-- start Input rows --

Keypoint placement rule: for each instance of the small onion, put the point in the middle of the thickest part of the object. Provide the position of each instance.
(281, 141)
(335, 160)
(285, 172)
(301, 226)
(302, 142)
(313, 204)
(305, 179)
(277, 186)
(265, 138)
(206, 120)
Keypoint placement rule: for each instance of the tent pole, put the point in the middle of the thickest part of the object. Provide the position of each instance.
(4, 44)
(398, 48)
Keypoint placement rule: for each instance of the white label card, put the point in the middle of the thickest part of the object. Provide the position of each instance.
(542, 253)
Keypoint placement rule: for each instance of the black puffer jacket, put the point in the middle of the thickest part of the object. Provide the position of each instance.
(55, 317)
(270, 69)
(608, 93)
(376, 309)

-- end Input rows --

** Goal **
Rewrite the entries from the line containing "Keypoint placement rule: for each instance of the white" through the end of the entries, substituting "down coat" for "puffer jacket" and leaving everything else unchanged.

** Problem solution **
Keypoint placement rule: for each instance of the white label card, put the point in the middle of the thickest part of the object. Provide the position of each instance.
(542, 253)
Keypoint placement rule: for each instance of the black down coat, put the point in the middle of the thickest part of the object. Provide the position of each instance.
(55, 317)
(270, 69)
(608, 93)
(376, 309)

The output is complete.